# PGA Goes High-Tech With Trackman



## gdavison961 (Jan 9, 2008)

Don't know if you've seen this yet, but it's an interesting article about tracking ball movement:

The Golf Channel says it will use radar technology to provide exact measurements of golfers' swings and ball movements during next year's PGA Tour...


----------



## Golfbum (Oct 14, 2006)

Maybe the Golf Channel should spend some money and invest in HD broadcasting. At least for their coverage of the PGA since they own every 1st and 2nd round of every PGA event other than the Majors.


----------



## 373 (Jun 9, 2006)

Golfbum said:


> Maybe the Golf Channel should spend some money and invest in HD broadcasting. At least for their coverage of the PGA since they own every 1st and 2nd round of every PGA event other than the Majors.


True... I have to admit, my opinion of the Golf Channel seems to ebb and flow. For the recent brief break in PGA Tour action, we have found ourselves watching the Golf Channel a whole lot less. For some reason, while I used to like the Big Break show immensly, the one out in the desert didn't interest me at all. My wife says I need to have pretty girls competing to make me pay attention... maybe she's right.

Now that the Tour has started again, I'll look forward to going home today, (it's a Thursday), and flipping on the tube to see who shot what in the first round. Listening to Andrew Magee and the other guy with all the stats, (name escapes me now), will be a lot more fun with tournaments going on.

To even get the Golf Channel, our satellite company makes you buy the highest priced package. (Boy, they knew I was a sucker when they saw me coming) One of these days, I'll decide it isn't worth it, but until then, Stina Steinberg is still so cute I have officially dubbed her, "My Future Ex-Wife"...


----------



## penny cooper (Apr 9, 2012)

Hey do you guys still watch "the big break"? This time they have big name like Zakiya as one of the top 12 finalists.. Hope the star continues her habit of winning here too!


----------

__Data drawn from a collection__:
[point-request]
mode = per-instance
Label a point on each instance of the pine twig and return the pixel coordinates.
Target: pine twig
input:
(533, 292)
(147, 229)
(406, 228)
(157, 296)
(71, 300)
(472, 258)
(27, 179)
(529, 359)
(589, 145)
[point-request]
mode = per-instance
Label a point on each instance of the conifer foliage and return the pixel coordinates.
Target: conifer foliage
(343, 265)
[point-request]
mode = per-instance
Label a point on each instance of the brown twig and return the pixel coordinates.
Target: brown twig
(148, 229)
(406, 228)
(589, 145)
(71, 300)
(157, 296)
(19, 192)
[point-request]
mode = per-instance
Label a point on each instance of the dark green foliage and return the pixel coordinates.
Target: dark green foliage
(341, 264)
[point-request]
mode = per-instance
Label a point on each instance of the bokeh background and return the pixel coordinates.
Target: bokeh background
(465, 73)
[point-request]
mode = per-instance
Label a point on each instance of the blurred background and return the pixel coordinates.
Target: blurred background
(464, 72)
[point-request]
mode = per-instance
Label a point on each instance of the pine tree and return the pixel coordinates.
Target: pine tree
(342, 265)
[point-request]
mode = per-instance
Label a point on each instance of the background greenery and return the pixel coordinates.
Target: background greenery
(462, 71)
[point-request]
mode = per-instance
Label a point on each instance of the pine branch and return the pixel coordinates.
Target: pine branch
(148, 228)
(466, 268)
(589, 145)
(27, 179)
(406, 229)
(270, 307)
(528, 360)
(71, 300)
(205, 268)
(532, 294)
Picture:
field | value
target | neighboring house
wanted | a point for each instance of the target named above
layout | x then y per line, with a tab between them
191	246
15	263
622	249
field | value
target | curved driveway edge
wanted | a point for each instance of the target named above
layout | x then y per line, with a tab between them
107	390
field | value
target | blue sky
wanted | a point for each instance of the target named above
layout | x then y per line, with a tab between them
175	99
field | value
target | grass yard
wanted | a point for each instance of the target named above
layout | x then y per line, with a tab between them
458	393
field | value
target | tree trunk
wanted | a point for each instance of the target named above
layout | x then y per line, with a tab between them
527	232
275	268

__Exercise requirements__: Repeat word for word everything in the Trackman thread from "## gdavison961 (Jan" down to "year's PGA Tour...". The material isn't needed here.

__Result of this exercise__:
## gdavison961 (Jan 9, 2008)

Don't know if you've seen this yet, but it's an interesting article about tracking ball movement:

The Golf Channel says it will use radar technology to provide exact measurements of golfers' swings and ball movements during next year's PGA Tour...